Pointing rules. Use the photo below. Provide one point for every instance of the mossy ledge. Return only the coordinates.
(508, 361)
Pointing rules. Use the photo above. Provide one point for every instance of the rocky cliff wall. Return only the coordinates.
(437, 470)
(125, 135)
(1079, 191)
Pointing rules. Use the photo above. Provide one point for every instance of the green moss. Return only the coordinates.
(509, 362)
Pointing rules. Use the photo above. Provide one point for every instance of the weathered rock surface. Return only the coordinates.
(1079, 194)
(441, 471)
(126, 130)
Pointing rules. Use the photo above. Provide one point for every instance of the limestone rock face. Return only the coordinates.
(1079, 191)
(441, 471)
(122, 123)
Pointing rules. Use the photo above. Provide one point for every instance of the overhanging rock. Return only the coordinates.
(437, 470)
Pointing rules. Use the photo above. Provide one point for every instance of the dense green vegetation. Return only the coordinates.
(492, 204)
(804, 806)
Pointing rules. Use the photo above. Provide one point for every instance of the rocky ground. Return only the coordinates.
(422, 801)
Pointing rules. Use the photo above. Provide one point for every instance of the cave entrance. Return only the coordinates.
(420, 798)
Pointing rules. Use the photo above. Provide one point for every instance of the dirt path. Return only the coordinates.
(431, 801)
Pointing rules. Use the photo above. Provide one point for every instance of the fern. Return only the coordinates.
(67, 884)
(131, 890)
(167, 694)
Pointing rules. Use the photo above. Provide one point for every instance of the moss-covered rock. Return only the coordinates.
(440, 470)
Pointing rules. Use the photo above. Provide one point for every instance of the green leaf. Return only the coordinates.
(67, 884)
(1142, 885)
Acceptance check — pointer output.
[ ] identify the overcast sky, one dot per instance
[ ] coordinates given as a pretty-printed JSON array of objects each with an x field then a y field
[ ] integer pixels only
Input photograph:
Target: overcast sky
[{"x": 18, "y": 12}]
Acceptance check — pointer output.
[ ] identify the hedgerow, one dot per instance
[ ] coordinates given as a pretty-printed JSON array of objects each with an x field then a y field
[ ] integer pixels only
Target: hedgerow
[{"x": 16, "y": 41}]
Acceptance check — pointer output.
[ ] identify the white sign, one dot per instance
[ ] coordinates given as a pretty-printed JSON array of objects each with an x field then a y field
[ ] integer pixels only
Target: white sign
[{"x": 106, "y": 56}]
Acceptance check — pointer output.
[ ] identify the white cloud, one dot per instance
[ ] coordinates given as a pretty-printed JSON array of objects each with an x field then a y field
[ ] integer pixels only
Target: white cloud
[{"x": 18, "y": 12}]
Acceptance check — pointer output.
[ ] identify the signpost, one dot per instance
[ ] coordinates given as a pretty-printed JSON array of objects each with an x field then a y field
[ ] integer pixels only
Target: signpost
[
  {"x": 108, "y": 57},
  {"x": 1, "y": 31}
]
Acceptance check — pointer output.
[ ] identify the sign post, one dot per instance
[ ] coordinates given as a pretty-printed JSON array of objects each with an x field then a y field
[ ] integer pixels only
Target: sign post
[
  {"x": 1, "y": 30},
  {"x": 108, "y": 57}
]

Exercise aim
Write out every entry verbatim.

Exercise solution
Pointing rules. Use the photo below. Provide one point for every instance of the mossy ledge. Return only the coordinates.
(508, 361)
Pointing rules. Use the photo above. Provide one point for every instance of the rocky cliff wall. Return only the coordinates.
(437, 470)
(125, 135)
(1079, 191)
Pointing rules. Use the photo above. Provide one point for every instance of the green moss. Return only the coordinates.
(509, 362)
Pointing rules. Use the photo above. Provide one point for every instance of the weathered rock surface. Return only the coordinates.
(1079, 194)
(441, 471)
(126, 130)
Pointing rules. Use the photo above. Provide one point for every instance of the limestone rock face. Return only the coordinates.
(1079, 191)
(441, 471)
(122, 123)
Pointing rules. Use the photo above. Provide one point for every instance of the overhanging rock. Return only the coordinates.
(437, 470)
Pointing rules. Use the photo above. Provide one point for every instance of the dense green vegetation. Return only the coordinates.
(492, 204)
(804, 806)
Pointing rules. Use the photo above. Provide one point for every instance of the rocky ground. Return only the coordinates.
(422, 801)
Pointing rules. Use the photo above. Provide one point for every instance of the cave entrance. Return only the coordinates.
(420, 798)
Pointing rules. Use the photo above. Provide one point for every instance of the dirt path. Return only the coordinates.
(431, 801)
Pointing rules. Use the photo above. Provide one point for every instance of the fern. Return only the coordinates.
(67, 884)
(131, 890)
(167, 694)
Pointing rules. Use the photo above. Provide one point for every instance of the moss-covered rock. Return only the coordinates.
(440, 470)
Pointing rules. Use the photo above. Provide one point for every instance of the green leaf. Return only the coordinates.
(67, 884)
(1142, 885)
Acceptance check — pointer output.
[ ] identify the overcast sky, one dot per instance
[ ] coordinates given as a pretty-printed JSON array of objects each with an x field then a y field
[ ] integer pixels only
Input photograph:
Target: overcast sky
[{"x": 18, "y": 12}]
Acceptance check — pointer output.
[ ] identify the hedgerow, one dot per instance
[ ] coordinates given as a pretty-printed JSON array of objects each with an x field then a y field
[ ] integer pixels only
Target: hedgerow
[{"x": 16, "y": 41}]
Acceptance check — pointer output.
[ ] identify the white sign, one dot per instance
[ ] coordinates given as a pretty-printed JSON array of objects each with an x field then a y field
[ ] integer pixels only
Target: white sign
[{"x": 106, "y": 56}]
Acceptance check — pointer output.
[ ] identify the white cloud, one dot per instance
[ ] coordinates given as a pretty-printed JSON array of objects each with an x field then a y field
[ ] integer pixels only
Target: white cloud
[{"x": 18, "y": 12}]
Acceptance check — pointer output.
[ ] identify the signpost, one dot per instance
[ ] coordinates given as a pretty-printed JSON array of objects each with an x field then a y field
[ ] integer pixels only
Target: signpost
[
  {"x": 108, "y": 57},
  {"x": 1, "y": 31}
]
Acceptance check — pointer output.
[ ] identify the sign post, one dot per instance
[ ] coordinates given as a pretty-printed JSON array of objects each with an x field then a y field
[ ] integer pixels only
Target: sign post
[
  {"x": 1, "y": 30},
  {"x": 108, "y": 57}
]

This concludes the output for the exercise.